Task brief:
Copy the records below, substituting "coarse mask" for every "rough mask" and leaving everything else as it is.
** Opening Material supplied block **
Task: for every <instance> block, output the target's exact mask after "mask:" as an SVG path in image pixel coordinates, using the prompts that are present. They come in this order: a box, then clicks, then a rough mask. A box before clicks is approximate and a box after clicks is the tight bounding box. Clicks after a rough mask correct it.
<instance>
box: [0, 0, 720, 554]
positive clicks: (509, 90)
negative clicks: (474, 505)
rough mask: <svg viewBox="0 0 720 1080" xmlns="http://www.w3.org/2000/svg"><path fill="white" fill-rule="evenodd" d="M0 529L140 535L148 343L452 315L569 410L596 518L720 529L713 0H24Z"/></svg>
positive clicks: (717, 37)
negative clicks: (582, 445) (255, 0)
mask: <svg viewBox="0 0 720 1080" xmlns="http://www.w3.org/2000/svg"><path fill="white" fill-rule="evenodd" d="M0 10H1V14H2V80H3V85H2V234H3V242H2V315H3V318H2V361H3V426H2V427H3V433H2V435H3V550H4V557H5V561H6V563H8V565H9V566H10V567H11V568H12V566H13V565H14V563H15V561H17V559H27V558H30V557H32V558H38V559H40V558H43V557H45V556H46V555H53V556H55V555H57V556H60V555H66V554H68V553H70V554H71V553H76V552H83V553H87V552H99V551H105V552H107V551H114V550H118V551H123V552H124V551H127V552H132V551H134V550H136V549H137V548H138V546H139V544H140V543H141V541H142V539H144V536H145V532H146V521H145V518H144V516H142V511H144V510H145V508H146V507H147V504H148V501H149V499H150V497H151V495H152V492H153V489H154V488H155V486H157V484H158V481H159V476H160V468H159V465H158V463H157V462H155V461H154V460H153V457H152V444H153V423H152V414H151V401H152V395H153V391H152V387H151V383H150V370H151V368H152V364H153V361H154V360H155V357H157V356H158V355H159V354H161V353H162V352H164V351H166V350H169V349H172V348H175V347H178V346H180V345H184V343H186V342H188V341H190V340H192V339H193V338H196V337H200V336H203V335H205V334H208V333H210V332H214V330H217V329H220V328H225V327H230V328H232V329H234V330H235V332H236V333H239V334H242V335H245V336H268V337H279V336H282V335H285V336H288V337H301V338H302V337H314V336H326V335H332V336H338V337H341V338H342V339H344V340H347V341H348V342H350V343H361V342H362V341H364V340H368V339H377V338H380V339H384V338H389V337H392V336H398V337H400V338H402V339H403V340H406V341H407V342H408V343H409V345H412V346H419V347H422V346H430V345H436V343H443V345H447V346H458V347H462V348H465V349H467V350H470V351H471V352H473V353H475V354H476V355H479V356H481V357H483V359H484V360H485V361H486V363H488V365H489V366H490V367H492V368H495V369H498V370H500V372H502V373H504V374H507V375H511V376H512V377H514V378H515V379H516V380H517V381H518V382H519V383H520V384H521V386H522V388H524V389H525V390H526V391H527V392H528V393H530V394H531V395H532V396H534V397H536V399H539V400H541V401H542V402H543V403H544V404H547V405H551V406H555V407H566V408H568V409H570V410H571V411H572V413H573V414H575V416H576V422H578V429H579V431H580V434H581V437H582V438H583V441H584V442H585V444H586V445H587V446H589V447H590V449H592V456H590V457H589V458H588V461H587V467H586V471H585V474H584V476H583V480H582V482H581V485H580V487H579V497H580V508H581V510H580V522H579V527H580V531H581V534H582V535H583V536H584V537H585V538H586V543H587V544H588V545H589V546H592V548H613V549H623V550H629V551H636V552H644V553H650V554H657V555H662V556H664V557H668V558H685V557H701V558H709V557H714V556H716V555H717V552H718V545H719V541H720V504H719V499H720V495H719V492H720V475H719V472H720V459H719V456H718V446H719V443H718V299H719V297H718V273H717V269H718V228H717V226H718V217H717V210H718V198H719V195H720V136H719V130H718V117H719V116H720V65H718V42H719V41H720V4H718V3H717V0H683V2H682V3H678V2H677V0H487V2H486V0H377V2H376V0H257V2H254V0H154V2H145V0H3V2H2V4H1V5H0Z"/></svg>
** Closing Material supplied block **
Response:
Task: for every <instance> block, output the target's exact mask after "mask:" as an SVG path in image pixel coordinates, using the prompts that are present. They come in this order: a box, then clicks, then a coarse mask. A box before clicks is approximate and a box after clicks is the tight bounding box. Clicks after a coarse mask correct it.
<instance>
box: [0, 0, 720, 554]
positive clicks: (509, 90)
negative clicks: (474, 505)
coarse mask: <svg viewBox="0 0 720 1080" xmlns="http://www.w3.org/2000/svg"><path fill="white" fill-rule="evenodd" d="M0 529L140 535L148 343L452 315L569 410L596 518L720 529L713 0H24Z"/></svg>
positive clicks: (717, 37)
negative clicks: (582, 445) (255, 0)
mask: <svg viewBox="0 0 720 1080" xmlns="http://www.w3.org/2000/svg"><path fill="white" fill-rule="evenodd" d="M0 10H1V14H2V80H3V85H2V234H3V242H2V315H3V318H2V361H3V426H2V427H3V433H2V435H3V550H4V557H5V561H6V563H8V565H9V566H10V567H11V568H12V566H13V565H14V563H15V561H17V559H27V558H30V557H32V558H38V559H40V558H43V557H45V556H46V555H53V556H55V555H57V556H60V555H66V554H68V553H70V554H71V553H76V552H83V553H87V552H99V551H105V552H107V551H114V550H118V551H123V552H124V551H127V552H132V551H134V550H136V549H137V548H138V546H139V544H140V543H141V541H142V539H144V536H145V532H146V521H145V518H144V516H142V511H144V510H145V508H146V507H147V504H148V501H149V499H150V497H151V495H152V492H153V489H154V488H155V486H157V484H158V481H159V476H160V468H159V465H158V463H157V462H155V461H154V460H153V457H152V444H153V423H152V414H151V401H152V395H153V391H152V387H151V383H150V370H151V368H152V364H153V361H154V360H155V357H157V356H158V355H159V354H161V353H162V352H164V351H166V350H169V349H172V348H175V347H178V346H180V345H184V343H186V342H188V341H190V340H192V339H193V338H196V337H200V336H203V335H205V334H208V333H210V332H214V330H217V329H220V328H225V327H230V328H232V329H234V330H235V332H236V333H239V334H242V335H245V336H268V337H279V336H282V335H285V336H288V337H301V338H302V337H314V336H326V335H332V336H338V337H341V338H342V339H344V340H347V341H348V342H350V343H361V342H362V341H364V340H368V339H377V338H380V339H384V338H389V337H392V336H398V337H400V338H402V339H403V340H406V341H407V342H408V343H409V345H412V346H419V347H422V346H430V345H436V343H443V345H447V346H458V347H462V348H465V349H467V350H470V351H471V352H473V353H475V354H476V355H479V356H481V357H483V359H484V360H485V361H486V363H488V365H489V366H490V367H492V368H495V369H498V370H500V372H502V373H504V374H507V375H511V376H512V377H514V378H515V379H516V380H517V381H518V382H519V383H520V384H521V386H522V388H524V389H525V390H526V391H527V392H528V393H530V394H531V395H532V396H534V397H536V399H539V400H541V401H542V402H543V403H544V404H547V405H551V406H555V407H566V408H568V409H570V410H571V411H572V413H573V414H575V416H576V422H578V429H579V431H580V434H581V437H582V438H583V441H584V442H585V444H586V445H587V446H589V447H590V449H592V456H590V457H589V458H588V461H587V467H586V471H585V474H584V476H583V480H582V482H581V485H580V487H579V497H580V508H581V510H580V522H579V527H580V531H581V534H582V535H583V536H584V537H585V538H586V543H587V544H588V545H589V546H592V548H613V549H623V550H629V551H636V552H644V553H650V554H657V555H662V556H664V557H668V558H685V557H701V558H709V557H714V556H716V555H717V552H718V545H719V541H720V504H719V499H720V495H719V492H720V475H719V472H720V459H719V456H718V446H719V443H718V299H719V297H718V273H717V269H718V228H717V226H718V217H717V210H718V198H719V195H720V136H719V130H718V117H719V116H720V65H718V42H719V41H720V4H718V3H717V0H683V2H682V3H678V2H677V0H487V2H486V0H377V2H376V0H257V2H254V0H154V2H145V0H3V2H2V4H1V5H0Z"/></svg>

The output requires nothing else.